Bettye LaVette: Things Will Change

In her wild ride of a memoir, A Woman Like Me (2012), eclectic soul and R&B singer Bettye LaVette spoke of being hung over a 20th-floor balcony of a Manhattan skyscraper by her pimp boyfriend. She revealed that she'd slept with Ben E. King and Otis Redding, and had even spent a minute dabbling in prostitution. She had dropped acid with George Clinton. Finally, she had her moment of satisfaction when she delivered a knockout performance of the Who's "Love, Reign O'er Me" at the 2008 Kennedy Center Honors. In the audience, all agog, were Beyoncé, Barbra Streisand, and Aretha Franklin, all more successful than she.

An incorrigible talker and teller of unvarnished truths—at times to a fault—LaVette, at 71, has earned the kind of respect among fans that comes only to scarred, lusty survivors. Speaking in her sharp, slightly hoarse, yet unmistakable voice, the tall, still willowy LaVette is, most of all, a skilled purveyor of sass.

I interviewed LaVette for the November 2007 issue of Stereophile, two years after the release of her big comeback album, I've Got My Own Hell to Raise, on Anti- Records, a former Orange County punk-rock label that later won fame by signing Tom Waits and Merle Haggard. Always careful to pepper her stories with phrases like, "Now, baby, you know you can't print everything I say, right?," she regaled me with ribald tales of Sam Cooke in various states of undress. "I've seen all those MFs naked!"

Not too many years later, I attended a concert of hers in a theater-size venue of around 1200 seats when, in the middle of her set, and for what I thought was a good reason, I rose from my seat and began to leave. LaVette was mid-stride, stalking the stage in her usual cat-like manner with her practiced mix of songs, commentary, and more than a few jokes that hit. No sooner had I started up the side aisle than her sharp eye spied me. I could almost feel her hot gaze heating up my back. "And where do you think you're going?"

The audience laughed. I quickened my pace, never turning to engage and thus prolong the unfavorable spotlight. Few humans can quicken draw a well-aimed quip—I was content to get out the door with any shred of dignity intact.

LaVette, who is proud to point out that she can still fit into a size 6 dress, still bubbles over with life, despite a singing career filled with the kind of disappointments that are so common in the music business. It's her fearlessness and refusal to be beaten that have led her to Things Have Changed, a collection of covers for Verve—actually, radical reimaginings—of songs by Bob Dylan. According to LaVette, the idea was the brainchild of a friend, Carol Friedman, who's credited as executive producer. LaVette has recorded several Dylan tunes in the past, including "Unbelievable" (from his Under the Red Sky), on her last record, Worthy (2015).

^^^^^^^^

_What is required_
Continue the Bettye LaVette profile from its last sentence.

_Data_
^^^^^^^^

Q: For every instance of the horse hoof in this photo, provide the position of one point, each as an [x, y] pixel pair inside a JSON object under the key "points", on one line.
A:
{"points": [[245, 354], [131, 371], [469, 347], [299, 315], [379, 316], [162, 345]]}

^^^^^^^^

_Solved exercise_
"It isn't something I would have chosen to do. I definitely would not have migrated to this idea," LaVette said from her New Jersey home in a recent interview. "But when the idea came, along with Verve Records, it's kind of hard to turn down."

The process began with LaVette's husband, Kevin Kiley, sitting down to listen to a lot of Dylan records and assemble a list of possible song choices. A raucous soul who routinely laughed during her answers to my many questions, LaVette agreed when I offered to give Kiley serious props for the hours spent listening. "Oh honey, he deserves them! He knows all things music. I'm not a music enthusiast the way he is. I look at it in a very self-centered way. He just likes music. He must have listened to maybe 200 songs, and then he gave me a list of 75 to 100 songs."

After pondering the concept, LaVette said, she saw two potential problems: Dylan's wordiness, and his voice, which to many listeners remains the best way to hear his music. "The most daunting thing was that it would be so many words. And the nerve of me, as old as I am, to try to remember that many words!

"There were songs, like 'Ain't Talkin',' where I took as many as four verses out. I just chose the strongest words out of the four times he said something. And then I had to change gender, which was hard, because everything is so connected in his songs. You can't just change him to her, you've gotta change the entire meaning of the story, because what he's saying is something I would not do or that a woman would not do. And then he's always angry about something, and when black women get angry, they cuss!"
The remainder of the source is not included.